## Work to be completed:
Restate the entries word for word, omitting nothing.

[begin Records]

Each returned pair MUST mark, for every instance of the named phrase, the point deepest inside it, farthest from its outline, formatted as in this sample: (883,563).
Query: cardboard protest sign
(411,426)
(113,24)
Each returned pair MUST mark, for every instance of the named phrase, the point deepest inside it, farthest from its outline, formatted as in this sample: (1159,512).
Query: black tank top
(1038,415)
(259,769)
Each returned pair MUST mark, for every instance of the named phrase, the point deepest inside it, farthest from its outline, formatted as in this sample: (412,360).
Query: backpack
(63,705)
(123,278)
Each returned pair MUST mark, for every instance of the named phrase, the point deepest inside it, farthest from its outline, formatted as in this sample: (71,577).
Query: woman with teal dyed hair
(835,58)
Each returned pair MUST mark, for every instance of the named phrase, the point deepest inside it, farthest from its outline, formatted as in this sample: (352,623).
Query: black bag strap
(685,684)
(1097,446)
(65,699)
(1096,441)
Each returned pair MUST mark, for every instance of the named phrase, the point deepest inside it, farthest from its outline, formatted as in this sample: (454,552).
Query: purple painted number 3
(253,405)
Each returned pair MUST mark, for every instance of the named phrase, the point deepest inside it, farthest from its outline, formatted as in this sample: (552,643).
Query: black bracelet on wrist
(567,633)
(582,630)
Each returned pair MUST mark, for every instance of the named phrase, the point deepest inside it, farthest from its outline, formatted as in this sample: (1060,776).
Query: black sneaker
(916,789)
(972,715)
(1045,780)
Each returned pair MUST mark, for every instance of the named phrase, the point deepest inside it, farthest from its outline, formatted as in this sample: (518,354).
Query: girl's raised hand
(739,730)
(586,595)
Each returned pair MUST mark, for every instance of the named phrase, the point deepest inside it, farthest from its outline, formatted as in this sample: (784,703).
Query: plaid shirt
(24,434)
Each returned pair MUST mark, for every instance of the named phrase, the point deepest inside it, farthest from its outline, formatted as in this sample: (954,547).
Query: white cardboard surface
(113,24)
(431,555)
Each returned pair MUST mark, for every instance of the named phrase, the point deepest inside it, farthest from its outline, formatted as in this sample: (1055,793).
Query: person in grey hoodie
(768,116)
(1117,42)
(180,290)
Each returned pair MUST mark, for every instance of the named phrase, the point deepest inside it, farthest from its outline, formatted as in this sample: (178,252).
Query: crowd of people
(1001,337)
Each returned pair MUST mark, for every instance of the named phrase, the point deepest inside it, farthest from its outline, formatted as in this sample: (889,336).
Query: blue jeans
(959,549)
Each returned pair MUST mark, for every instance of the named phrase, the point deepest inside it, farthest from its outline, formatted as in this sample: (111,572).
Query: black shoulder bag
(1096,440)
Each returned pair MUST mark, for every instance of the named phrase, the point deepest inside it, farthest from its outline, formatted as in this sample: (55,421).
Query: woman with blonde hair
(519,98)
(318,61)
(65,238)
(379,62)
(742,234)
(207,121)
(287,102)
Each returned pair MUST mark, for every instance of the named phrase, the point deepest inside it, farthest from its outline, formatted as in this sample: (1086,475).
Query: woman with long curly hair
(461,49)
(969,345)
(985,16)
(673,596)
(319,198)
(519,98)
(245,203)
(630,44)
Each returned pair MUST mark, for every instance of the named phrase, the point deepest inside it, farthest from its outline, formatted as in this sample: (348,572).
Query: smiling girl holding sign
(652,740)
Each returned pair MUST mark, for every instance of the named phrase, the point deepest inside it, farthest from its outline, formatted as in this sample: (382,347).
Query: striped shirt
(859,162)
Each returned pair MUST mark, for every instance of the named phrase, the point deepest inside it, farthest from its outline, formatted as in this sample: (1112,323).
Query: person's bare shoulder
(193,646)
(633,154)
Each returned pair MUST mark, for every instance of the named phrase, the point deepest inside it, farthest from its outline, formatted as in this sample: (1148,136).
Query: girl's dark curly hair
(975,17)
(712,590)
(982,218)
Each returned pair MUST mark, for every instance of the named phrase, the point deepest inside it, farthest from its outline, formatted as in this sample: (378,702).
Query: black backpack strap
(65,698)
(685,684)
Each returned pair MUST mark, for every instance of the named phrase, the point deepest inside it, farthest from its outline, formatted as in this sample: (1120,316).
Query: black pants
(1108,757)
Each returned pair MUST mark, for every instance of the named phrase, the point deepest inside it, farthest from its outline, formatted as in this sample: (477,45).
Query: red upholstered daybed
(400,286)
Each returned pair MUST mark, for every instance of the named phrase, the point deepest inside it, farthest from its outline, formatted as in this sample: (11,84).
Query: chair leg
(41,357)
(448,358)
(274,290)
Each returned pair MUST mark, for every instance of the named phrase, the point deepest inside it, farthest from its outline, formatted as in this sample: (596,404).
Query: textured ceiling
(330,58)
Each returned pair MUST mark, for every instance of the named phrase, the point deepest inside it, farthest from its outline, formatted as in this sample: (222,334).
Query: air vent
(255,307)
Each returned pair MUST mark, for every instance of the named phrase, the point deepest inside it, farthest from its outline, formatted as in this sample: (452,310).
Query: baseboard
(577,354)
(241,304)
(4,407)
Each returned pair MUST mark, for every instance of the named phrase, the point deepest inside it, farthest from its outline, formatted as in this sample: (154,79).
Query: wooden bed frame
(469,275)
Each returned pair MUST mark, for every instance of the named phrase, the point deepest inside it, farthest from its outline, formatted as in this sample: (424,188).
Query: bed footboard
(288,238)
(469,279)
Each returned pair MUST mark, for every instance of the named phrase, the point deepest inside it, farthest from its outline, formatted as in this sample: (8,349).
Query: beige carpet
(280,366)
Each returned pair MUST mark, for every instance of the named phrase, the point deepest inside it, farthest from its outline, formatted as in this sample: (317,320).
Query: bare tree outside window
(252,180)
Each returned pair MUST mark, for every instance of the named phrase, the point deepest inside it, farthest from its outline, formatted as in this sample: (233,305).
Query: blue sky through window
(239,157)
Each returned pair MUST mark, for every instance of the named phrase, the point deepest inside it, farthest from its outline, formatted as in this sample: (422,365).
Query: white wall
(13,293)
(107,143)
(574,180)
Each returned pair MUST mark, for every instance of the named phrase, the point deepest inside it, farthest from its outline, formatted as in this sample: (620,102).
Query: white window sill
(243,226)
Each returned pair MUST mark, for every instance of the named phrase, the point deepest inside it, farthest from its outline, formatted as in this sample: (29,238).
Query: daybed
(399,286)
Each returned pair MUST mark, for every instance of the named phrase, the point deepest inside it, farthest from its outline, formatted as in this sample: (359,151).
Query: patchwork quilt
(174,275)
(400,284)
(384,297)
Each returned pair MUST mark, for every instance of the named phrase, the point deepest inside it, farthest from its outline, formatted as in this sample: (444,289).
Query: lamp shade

[end Records]

## Written solution:
Each returned pair MUST mark, for every instance of the named phrase, the point deepest inside it, farthest from its outline, formatted as in this sample: (883,563).
Query: cardboard protest sign
(411,426)
(113,24)
Each returned pair MUST mark, for every instance of the named phrase, the point deepest inside it, farthest from its outline, formatted as in this sample: (1159,512).
Query: black tank top
(1038,415)
(259,769)
Each returned pair MUST mark, for every instance of the named phrase, the point deepest inside it, farthest from its outline, formatted as in this sample: (412,360).
Query: backpack
(63,705)
(123,278)
Each returned pair MUST mark, for every instance of the named phrase, the point deepest inside it, farthest from its outline, formatted as in this sample: (71,577).
Query: woman with teal dyed hair
(835,58)
Each returned pair MUST mark, for every instance of the named phrase, the point deepest inside it, farthest from its outline, formatted as in this sample: (352,623).
Query: black bag strap
(685,684)
(1097,446)
(65,699)
(1096,441)
Each returned pair MUST mark, for every instance of the named phrase, the point deepest inside it, farthest from its outline, formatted as in this sample: (454,552).
Query: purple painted number 3
(253,405)
Each returned pair MUST mark, for every instance of the named phrase, the point deepest inside it, farthest from its outline, formatted as in this sample: (552,643).
Query: black bracelet on wrist
(567,633)
(582,630)
Each returned pair MUST mark, for every instance of the named phrase, the point deepest inside it, farthest from its outline, formatted as in this sample: (1060,776).
Query: black sneaker
(916,789)
(972,715)
(1045,780)
Each returned pair MUST mark, for every instance of the named phrase, the point deepest inside it, farthest from its outline, formatted as in this sample: (518,354).
Query: girl's raised hand
(739,730)
(586,595)
Each returned pair MUST mark, for every instance of the named phrase, the point deepest inside it, farthest from its outline, formatted as in this sample: (784,703).
Query: plaid shirt
(24,434)
Each returned pair MUST mark, for every instance of the named phrase, the point deepest inside it, farthest from its outline, formatted as in this sample: (954,547).
Query: white cardboard surface
(113,24)
(431,555)
Each returned pair MUST mark, for every instance of the named phrase, the point deepest inside it, farthest from its outline, formatted as in this sample: (1055,793).
Query: person in grey hoodie
(768,116)
(1117,42)
(180,290)
Each returned pair MUST mark, for every instance of the named phrase, the point deepest inside it, farthest from its outline, formatted as in this sample: (178,252).
Query: crowd of people
(1001,337)
Each returned pair MUST mark, for every instance of the named phrase, the point deepest inside it, farthest from its outline, formatted as in this sample: (889,336).
Query: blue jeans
(959,549)
Each returned pair MUST mark, for every instance of the named phrase, the point deepest inside it, farthest from its outline, formatted as in this sample: (111,572).
Query: black shoulder bag
(1096,440)
Each returned pair MUST mark, for every instance of the named phrase, the point deepest inside it, farthest from its outline, formatted as in this sample: (55,421).
Query: woman with blonde hair
(519,98)
(318,61)
(65,238)
(379,62)
(742,234)
(207,121)
(287,102)
Each returned pair MUST mark, for every instance of the named phrase, the point deepest inside it, farthest from its outline, formatted as in this sample: (1086,475).
Query: woman with long curly hair
(461,49)
(969,345)
(985,16)
(673,596)
(319,198)
(519,98)
(245,203)
(630,44)
Each returned pair MUST mark, for every instance of the named phrase, the point deepest inside it, farthest from its outline, formatted as in this sample: (348,572).
Query: smiling girl holding sign
(652,740)
Each returned pair MUST mark, for every instance of the named phrase, the point deepest inside it, farthest from its outline, formatted as in this sample: (382,347).
Query: striped shirt
(859,162)
Each returned pair MUST mark, for every instance of the named phrase, the point deepest inside it, farthest from its outline, formatted as in this sample: (1112,323).
Query: person's bare shoulder
(193,646)
(633,154)
Each returned pair MUST mark, for every instance of the named phrase, the point deepest inside it, farthest from its outline, formatted as in this sample: (1148,136).
Query: girl's dark curly hair
(975,17)
(712,590)
(982,218)
Each returned pair MUST mark, for every instance of the named phrase, the point deepest inside it, farthest from its outline, formatted as in this sample: (378,702).
Query: black backpack strap
(65,698)
(685,684)
Each returned pair MUST mark, for every instance of the named phrase, the point deepest inside it, farthest from its outline, formatted as in this sample: (1120,316).
Query: black pants
(1108,757)
Each returned pair MUST mark, for every instance of the named phrase, the point deepest inside it, farthest from its outline, formatted as in this sample: (477,45).
Query: red upholstered daybed
(400,286)
Each returned pair MUST mark, for every instance of the named phrase, the point deepest inside it, farthest from its outline, formatted as in this sample: (11,84).
Query: chair leg
(41,357)
(448,358)
(274,290)
Each returned pair MUST mark, for every instance of the named phrase, the point deepest inside it, farthest from its outline, formatted as in this sample: (596,404).
Query: textured ceiling
(330,58)
Each returned pair MUST mark, for every instance of the named phrase, the point deepest inside it, farthest from its outline, formatted as in this sample: (222,334).
Query: air vent
(255,307)
Each returned pair MUST mark, for every instance of the named phrase, the point deepest inside it, farthest from its outline, formatted as in this sample: (452,310).
Query: baseboard
(577,354)
(241,304)
(4,407)
Each returned pair MUST mark, for every instance of the named phrase, the point deepest inside it, farthest from its outline, formatted as in this sample: (154,79).
Query: wooden bed frame
(469,275)
Each returned pair MUST mark, for every instance of the named phrase, the point deepest inside it, farthest from its outline, formatted as in this sample: (424,188).
Query: bed footboard
(288,238)
(469,279)
Each returned pair MUST mark, for every instance of the named phrase, the point deepest inside it, farthest from its outline, formatted as in this sample: (8,349).
Query: beige carpet
(280,366)
Each returned pair MUST mark, for every instance of the named phrase, the point deepest inside it, farthest from its outline, formatted as in this sample: (317,320).
Query: bare tree outside window
(252,180)
Each returned pair MUST mark, for every instance of the named phrase, the point deepest inside it, farthest from its outline, formatted as in this sample: (233,305).
Query: blue sky through window
(239,157)
Each returned pair MUST mark, for every instance of the named phrase, the point deepest inside it, farthest from its outline, formatted as in this sample: (422,365).
Query: white wall
(13,293)
(107,143)
(574,180)
Each returned pair MUST mark, for every instance of the named phrase, the point deepest inside it, farthest from its outline, formatted as in this sample: (620,102).
Query: white window sill
(243,226)
Each returned pair MUST mark, for every instance of the named phrase, the point deepest inside it, farthest from its outline, formatted as in this sample: (29,238).
Query: daybed
(399,286)
Each returned pair MUST mark, for every instance of the named phrase, the point deepest inside it, farthest from its outline, formatted as in this sample: (359,151).
Query: patchwork quilt
(174,275)
(400,284)
(384,297)
Each returned pair MUST mark, for every instance of the named phrase, the point deepest inside it, farthest from its outline, formatted as in this sample: (444,289).
Query: lamp shade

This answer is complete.